Referring expression grounding data:
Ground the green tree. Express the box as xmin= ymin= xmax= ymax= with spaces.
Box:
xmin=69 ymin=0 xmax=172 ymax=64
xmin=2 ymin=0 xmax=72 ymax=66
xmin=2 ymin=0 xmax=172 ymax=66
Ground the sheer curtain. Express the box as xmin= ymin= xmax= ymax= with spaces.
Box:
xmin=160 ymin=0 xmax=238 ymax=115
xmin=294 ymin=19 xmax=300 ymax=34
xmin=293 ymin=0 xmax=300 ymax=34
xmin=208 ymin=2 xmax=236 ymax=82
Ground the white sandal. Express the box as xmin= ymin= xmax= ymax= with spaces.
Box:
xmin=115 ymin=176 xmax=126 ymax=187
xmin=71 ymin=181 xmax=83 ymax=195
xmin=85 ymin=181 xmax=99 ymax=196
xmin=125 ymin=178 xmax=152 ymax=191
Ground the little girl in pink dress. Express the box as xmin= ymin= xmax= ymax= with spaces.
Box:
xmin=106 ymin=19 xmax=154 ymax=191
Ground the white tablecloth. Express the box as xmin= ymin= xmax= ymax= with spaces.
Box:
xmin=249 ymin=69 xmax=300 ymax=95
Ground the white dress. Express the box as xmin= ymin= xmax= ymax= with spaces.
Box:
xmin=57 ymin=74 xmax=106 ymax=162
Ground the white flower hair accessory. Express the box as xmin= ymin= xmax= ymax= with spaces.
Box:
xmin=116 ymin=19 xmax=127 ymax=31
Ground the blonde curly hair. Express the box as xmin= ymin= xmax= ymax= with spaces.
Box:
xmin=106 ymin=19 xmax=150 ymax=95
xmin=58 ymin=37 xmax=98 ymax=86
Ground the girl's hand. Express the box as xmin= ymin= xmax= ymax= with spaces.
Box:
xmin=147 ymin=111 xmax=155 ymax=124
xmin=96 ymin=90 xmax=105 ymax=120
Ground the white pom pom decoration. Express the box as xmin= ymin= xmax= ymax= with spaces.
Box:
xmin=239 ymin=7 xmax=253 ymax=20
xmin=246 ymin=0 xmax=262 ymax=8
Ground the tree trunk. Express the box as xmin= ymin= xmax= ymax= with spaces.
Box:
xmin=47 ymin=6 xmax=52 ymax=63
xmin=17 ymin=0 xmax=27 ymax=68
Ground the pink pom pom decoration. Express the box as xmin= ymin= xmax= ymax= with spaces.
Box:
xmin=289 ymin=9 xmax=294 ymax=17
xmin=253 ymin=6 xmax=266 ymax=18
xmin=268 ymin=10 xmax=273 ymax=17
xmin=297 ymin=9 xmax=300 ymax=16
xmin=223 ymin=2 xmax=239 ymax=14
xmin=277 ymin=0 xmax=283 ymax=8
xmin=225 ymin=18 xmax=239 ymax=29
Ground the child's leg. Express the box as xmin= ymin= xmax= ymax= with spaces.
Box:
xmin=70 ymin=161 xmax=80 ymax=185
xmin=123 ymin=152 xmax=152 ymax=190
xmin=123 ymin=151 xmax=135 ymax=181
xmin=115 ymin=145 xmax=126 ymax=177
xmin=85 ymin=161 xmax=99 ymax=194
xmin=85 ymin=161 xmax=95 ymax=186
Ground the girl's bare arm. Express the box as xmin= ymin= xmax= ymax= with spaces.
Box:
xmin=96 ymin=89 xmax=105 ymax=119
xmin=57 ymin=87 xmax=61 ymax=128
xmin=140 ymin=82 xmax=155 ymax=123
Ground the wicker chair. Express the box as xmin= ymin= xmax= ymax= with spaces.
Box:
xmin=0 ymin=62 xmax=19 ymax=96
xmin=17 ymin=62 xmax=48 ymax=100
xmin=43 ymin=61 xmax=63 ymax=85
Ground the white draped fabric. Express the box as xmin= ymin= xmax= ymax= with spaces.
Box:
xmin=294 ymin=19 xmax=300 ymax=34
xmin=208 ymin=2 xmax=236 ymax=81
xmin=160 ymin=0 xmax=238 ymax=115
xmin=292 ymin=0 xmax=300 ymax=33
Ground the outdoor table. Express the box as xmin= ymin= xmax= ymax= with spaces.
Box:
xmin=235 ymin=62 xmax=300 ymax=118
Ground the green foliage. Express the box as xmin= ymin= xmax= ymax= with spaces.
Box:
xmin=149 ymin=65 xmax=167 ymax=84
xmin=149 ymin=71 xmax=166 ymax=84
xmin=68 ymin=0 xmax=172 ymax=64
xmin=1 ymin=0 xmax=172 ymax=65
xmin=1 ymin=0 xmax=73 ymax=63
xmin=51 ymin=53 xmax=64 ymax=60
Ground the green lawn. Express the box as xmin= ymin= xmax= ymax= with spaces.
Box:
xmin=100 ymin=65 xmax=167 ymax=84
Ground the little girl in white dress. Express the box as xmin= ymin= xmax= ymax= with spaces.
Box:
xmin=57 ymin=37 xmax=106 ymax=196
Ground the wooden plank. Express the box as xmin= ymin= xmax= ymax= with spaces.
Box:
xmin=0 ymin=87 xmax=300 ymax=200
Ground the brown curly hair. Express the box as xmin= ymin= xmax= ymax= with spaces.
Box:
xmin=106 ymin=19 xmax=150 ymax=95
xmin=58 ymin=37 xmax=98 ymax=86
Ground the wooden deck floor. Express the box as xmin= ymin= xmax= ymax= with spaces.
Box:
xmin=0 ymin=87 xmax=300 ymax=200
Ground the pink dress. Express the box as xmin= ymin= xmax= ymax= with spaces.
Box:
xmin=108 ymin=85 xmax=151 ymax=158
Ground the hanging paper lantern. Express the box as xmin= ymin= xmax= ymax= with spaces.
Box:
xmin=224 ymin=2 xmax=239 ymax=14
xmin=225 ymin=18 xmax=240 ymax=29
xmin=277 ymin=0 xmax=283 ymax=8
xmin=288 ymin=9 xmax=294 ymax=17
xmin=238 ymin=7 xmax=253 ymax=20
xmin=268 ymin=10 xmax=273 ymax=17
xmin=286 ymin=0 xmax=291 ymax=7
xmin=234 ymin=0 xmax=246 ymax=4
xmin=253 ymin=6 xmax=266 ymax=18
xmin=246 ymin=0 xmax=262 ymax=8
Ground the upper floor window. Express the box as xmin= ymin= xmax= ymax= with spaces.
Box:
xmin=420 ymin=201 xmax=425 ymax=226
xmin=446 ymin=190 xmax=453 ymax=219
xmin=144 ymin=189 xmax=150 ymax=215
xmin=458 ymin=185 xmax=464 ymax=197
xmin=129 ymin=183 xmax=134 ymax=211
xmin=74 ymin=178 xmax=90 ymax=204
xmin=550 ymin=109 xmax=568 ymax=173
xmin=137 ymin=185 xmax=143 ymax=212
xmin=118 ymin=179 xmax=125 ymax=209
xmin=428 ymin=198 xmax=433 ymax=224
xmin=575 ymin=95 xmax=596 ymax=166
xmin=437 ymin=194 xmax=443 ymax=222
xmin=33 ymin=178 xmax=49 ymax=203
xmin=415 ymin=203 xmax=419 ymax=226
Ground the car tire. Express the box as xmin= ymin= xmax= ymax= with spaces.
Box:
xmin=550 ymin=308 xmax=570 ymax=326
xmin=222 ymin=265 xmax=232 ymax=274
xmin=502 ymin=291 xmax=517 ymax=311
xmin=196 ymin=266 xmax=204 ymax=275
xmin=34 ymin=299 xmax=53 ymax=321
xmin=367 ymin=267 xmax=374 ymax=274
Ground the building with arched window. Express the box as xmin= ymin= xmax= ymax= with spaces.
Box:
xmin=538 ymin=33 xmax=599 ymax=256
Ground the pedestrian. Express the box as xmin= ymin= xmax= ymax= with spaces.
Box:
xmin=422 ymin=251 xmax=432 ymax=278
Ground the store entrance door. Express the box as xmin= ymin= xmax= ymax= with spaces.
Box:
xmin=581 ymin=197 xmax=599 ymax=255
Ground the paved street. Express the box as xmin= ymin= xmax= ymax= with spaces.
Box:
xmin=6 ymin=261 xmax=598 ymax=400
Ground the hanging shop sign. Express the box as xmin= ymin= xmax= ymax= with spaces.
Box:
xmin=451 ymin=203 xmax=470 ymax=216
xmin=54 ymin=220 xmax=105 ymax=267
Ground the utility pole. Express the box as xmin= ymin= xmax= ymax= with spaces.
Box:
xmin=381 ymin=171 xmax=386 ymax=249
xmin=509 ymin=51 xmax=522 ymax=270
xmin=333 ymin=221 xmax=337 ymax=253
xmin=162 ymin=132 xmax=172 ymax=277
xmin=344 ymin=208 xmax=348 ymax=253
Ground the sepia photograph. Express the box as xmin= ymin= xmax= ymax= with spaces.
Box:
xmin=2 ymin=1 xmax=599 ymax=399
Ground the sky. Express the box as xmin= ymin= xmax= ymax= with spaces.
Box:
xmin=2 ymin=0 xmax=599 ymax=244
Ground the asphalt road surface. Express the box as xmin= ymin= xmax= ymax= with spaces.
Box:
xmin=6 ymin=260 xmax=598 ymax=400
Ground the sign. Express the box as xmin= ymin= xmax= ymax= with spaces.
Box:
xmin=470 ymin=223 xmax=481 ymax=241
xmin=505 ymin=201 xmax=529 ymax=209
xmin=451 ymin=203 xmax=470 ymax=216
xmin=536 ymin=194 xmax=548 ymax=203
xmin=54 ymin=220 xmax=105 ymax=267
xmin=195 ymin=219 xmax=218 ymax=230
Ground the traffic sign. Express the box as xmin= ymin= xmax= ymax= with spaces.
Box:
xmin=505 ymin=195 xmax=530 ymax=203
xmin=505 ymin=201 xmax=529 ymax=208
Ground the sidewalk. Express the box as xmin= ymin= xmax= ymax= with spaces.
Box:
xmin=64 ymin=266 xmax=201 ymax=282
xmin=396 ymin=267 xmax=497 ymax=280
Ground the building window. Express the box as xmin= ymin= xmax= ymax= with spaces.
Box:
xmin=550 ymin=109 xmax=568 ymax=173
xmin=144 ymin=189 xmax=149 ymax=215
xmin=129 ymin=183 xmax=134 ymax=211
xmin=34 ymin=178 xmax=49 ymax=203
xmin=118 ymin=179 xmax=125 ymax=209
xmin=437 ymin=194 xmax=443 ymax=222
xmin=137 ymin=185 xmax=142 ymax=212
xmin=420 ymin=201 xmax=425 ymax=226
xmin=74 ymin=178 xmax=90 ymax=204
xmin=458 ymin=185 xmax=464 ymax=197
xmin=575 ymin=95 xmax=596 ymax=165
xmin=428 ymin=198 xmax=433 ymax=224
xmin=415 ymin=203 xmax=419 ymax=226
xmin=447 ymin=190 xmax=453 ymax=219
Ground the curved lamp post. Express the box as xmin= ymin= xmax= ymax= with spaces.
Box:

What you need to do: Beginning with the line that has "Ground the white sandal." and ending with the line that has "Ground the tree", set down the lines above exactly and include no others.

Answer section:
Ground the white sandal. Express the box as xmin= ymin= xmax= ymax= with spaces.
Box:
xmin=115 ymin=176 xmax=126 ymax=187
xmin=71 ymin=181 xmax=83 ymax=195
xmin=85 ymin=181 xmax=99 ymax=196
xmin=125 ymin=178 xmax=152 ymax=191
Ground the little girl in pink dress. Express the box as xmin= ymin= xmax= ymax= with spaces.
Box:
xmin=106 ymin=19 xmax=154 ymax=191
Ground the white tablecloth. Express the box as xmin= ymin= xmax= ymax= with spaces.
Box:
xmin=249 ymin=69 xmax=300 ymax=95
Ground the white dress. Express the box as xmin= ymin= xmax= ymax= with spaces.
Box:
xmin=57 ymin=74 xmax=106 ymax=162
Ground the white flower hair accessory. Express the box as xmin= ymin= xmax= ymax= with spaces.
Box:
xmin=116 ymin=19 xmax=127 ymax=31
Ground the blonde curly hair. Express the box as xmin= ymin= xmax= ymax= with spaces.
Box:
xmin=106 ymin=19 xmax=150 ymax=95
xmin=58 ymin=37 xmax=98 ymax=86
Ground the girl's hand. Express the box as xmin= ymin= xmax= ymax= with spaces.
Box:
xmin=147 ymin=111 xmax=155 ymax=124
xmin=96 ymin=90 xmax=105 ymax=120
Ground the white pom pom decoration. Express the box as xmin= ymin= xmax= ymax= with spaces.
Box:
xmin=239 ymin=7 xmax=253 ymax=20
xmin=246 ymin=0 xmax=262 ymax=8
Ground the tree trunk. Express the box as xmin= ymin= xmax= ymax= with spaces.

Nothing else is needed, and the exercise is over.